* Brief *
Having read the entries, repeat all of them exactly.

-=-=-

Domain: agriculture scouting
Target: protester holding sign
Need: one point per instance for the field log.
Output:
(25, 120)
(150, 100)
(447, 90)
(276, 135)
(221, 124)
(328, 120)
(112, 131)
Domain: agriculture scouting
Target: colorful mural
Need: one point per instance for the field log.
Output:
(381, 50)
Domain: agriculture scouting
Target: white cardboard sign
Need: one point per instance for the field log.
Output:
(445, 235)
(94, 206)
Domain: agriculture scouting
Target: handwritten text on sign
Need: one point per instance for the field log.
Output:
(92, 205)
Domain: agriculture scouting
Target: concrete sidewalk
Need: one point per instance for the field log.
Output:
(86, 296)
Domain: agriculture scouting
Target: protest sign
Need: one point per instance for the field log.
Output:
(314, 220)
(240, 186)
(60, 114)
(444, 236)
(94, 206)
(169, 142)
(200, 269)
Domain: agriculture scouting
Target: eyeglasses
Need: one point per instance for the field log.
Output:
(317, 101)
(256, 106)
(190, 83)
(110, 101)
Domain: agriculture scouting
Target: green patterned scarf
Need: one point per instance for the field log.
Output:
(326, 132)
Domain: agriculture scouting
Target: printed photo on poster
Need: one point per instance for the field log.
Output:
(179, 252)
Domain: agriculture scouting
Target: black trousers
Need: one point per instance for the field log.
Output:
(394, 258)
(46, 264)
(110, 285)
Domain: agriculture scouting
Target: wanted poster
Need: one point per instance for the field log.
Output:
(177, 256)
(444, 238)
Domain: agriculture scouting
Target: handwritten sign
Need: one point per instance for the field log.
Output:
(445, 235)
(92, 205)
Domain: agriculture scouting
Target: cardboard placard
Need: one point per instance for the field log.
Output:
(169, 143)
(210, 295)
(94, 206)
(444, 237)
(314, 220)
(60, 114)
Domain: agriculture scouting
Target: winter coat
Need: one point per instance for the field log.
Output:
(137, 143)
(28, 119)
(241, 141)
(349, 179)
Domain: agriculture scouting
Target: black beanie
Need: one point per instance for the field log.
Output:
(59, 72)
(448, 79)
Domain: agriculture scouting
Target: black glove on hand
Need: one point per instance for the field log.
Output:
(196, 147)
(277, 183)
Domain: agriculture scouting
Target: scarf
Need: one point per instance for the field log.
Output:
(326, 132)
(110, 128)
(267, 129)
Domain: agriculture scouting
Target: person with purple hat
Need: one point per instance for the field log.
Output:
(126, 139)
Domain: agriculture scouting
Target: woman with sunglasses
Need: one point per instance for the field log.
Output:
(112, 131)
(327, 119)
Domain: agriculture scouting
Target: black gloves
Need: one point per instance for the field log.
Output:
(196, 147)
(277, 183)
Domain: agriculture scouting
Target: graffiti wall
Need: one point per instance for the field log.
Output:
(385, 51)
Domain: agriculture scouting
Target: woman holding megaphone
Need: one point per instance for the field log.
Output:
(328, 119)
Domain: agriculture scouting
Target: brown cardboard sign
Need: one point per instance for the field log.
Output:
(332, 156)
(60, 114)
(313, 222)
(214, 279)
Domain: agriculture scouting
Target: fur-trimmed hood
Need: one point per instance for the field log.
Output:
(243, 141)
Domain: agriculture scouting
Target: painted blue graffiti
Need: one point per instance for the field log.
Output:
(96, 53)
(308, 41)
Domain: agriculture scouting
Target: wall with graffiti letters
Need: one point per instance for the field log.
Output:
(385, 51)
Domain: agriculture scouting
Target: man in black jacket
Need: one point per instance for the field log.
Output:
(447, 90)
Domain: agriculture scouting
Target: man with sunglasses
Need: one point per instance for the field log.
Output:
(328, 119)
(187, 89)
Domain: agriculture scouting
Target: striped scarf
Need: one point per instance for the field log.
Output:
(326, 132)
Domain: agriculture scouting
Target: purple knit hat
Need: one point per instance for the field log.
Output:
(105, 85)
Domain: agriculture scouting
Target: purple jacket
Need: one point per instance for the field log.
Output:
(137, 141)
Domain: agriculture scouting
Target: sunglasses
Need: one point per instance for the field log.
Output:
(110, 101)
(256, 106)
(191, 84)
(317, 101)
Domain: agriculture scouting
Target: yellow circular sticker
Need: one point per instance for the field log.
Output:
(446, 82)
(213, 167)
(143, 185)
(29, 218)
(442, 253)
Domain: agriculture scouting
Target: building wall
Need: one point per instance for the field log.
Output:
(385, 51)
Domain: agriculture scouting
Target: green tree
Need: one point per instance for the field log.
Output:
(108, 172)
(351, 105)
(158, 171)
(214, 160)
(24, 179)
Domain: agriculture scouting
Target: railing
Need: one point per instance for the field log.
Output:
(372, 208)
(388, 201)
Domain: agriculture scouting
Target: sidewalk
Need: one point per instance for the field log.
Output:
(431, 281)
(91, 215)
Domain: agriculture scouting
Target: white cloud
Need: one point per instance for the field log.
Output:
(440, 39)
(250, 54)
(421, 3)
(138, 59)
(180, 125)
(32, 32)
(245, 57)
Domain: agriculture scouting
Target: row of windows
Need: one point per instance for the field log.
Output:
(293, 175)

-=-=-

* Result of the exercise *
Domain: agriculture scouting
Target: protester holding sign
Need: one point per instance for the field log.
Output:
(25, 120)
(150, 100)
(447, 90)
(276, 135)
(221, 124)
(328, 120)
(112, 131)
Domain: agriculture scouting
Target: colorful mural
Need: one point per instance for the field log.
Output:
(381, 50)
Domain: agriculture scouting
Target: white cardboard sign
Need: one point per instance for the field log.
Output:
(445, 235)
(94, 206)
Domain: agriculture scouting
Target: handwritten text on sign
Need: one point per instance for the field log.
Output:
(92, 205)
Domain: agriculture scouting
Target: concrete sidewalk
Need: one point per instance for the field log.
Output:
(86, 296)
Domain: agriculture scouting
Target: protest sign
Need: one point per instance for the field log.
Output:
(314, 220)
(240, 186)
(60, 114)
(444, 236)
(94, 206)
(169, 142)
(200, 269)
Domain: agriculture scouting
Target: eyeglasses
Need: one point per instance for the field log.
Output:
(317, 101)
(256, 106)
(190, 83)
(110, 101)
Domain: agriculture scouting
Target: green patterned scarf
Need: one point per instance for the field log.
Output:
(326, 132)
Domain: agriculture scouting
Target: printed photo on poster
Need: one point per instance for the field log.
Output:
(179, 252)
Domain: agriculture scouting
Target: black trousers
Need: one point per instance for the field log.
Output:
(394, 258)
(46, 264)
(110, 285)
Domain: agriculture scouting
Target: wanted poster
Need: one point per instance for the field log.
Output:
(177, 256)
(444, 238)
Domain: agriculture scouting
Target: handwritten sign
Need: one point per instance for the field log.
Output:
(445, 235)
(92, 205)
Domain: agriculture scouting
Target: cardboard placard
Need: one point per instance for the field log.
Output:
(169, 143)
(210, 295)
(94, 206)
(444, 237)
(314, 220)
(60, 114)
Domain: agriculture scouting
Target: winter coat
Need: one point per instance for the field log.
Output:
(137, 143)
(28, 119)
(241, 141)
(349, 179)
Domain: agriculture scouting
Target: black beanie
Need: one point per instance for the field log.
Output:
(59, 72)
(448, 79)
Domain: agriculture scouting
Target: black glove on hand
Need: one point per instance for the field log.
Output:
(196, 147)
(277, 183)
Domain: agriculture scouting
Target: scarf
Need: one point per instance for the field log.
Output:
(326, 132)
(110, 128)
(267, 129)
Domain: agriculture scouting
Target: person with purple hat
Need: one point per instance for the field log.
Output:
(126, 139)
Domain: agriculture scouting
Target: woman with sunglasses
Need: one point per instance for the field log.
Output:
(112, 131)
(327, 119)
Domain: agriculture scouting
Target: black gloves
Need: one point per instance for the field log.
Output:
(196, 147)
(277, 183)
Domain: agriculture scouting
Target: graffiti wall
Need: one point per instance for the field log.
Output:
(385, 51)
Domain: agriculture scouting
Target: woman holding megaphone
Need: one point per instance for the field log.
Output:
(328, 119)
Domain: agriculture scouting
Target: brown cardboard sign
Need: one point per instance for the field log.
Output:
(332, 156)
(60, 114)
(313, 222)
(214, 279)
Domain: agriculture scouting
Target: fur-trimmed hood
Need: one point per instance for the field log.
Output:
(243, 141)
Domain: agriculture scouting
Target: painted blue graffiti
Need: one point per instance for the field log.
Output:
(96, 53)
(308, 41)
Domain: agriculture scouting
Target: wall with graffiti letters
Need: one point per instance for the field log.
Output:
(385, 51)
Domain: agriculture scouting
Target: man in black jacket
Need: one point per instance for the field log.
Output:
(447, 90)
Domain: agriculture scouting
Target: man with sunglasses
Need: one point per instance for the field log.
Output:
(328, 119)
(187, 89)
Domain: agriculture scouting
Target: striped scarf
Need: one point per instance for the field log.
Output:
(326, 132)
Domain: agriculture scouting
Target: purple knit hat
Need: one point per instance for the field log.
Output:
(105, 85)
Domain: agriculture scouting
Target: purple jacket
Need: one point per instance for the field log.
Output:
(137, 141)
Domain: agriculture scouting
Target: sunglasses
Need: one point per instance for the field log.
Output:
(110, 101)
(256, 106)
(191, 84)
(317, 101)
Domain: agriculture scouting
Target: yellow circular sticker
Need: one point per instance for the field log.
Output:
(446, 82)
(213, 167)
(143, 185)
(29, 218)
(442, 253)
Domain: agriculture scouting
Target: building wall
Need: one point per instance for the field log.
Output:
(385, 51)
Domain: agriculture scouting
Target: green tree
Need: one point per instance for the field log.
Output:
(108, 172)
(351, 105)
(158, 171)
(214, 160)
(24, 179)
Domain: agriculture scouting
Target: railing
Need: one point per instance for the field log.
Output:
(372, 208)
(388, 201)
Domain: agriculture scouting
Target: sidewalk
Need: one point per instance for the field log.
Output:
(431, 281)
(91, 215)
Domain: agriculture scouting
Target: white cloud
Need: one point per instance for the field log.
Output:
(440, 39)
(250, 54)
(421, 3)
(138, 59)
(180, 125)
(32, 32)
(245, 57)
Domain: agriculture scouting
Target: row of windows
Need: one point per instance for the field log.
Output:
(293, 175)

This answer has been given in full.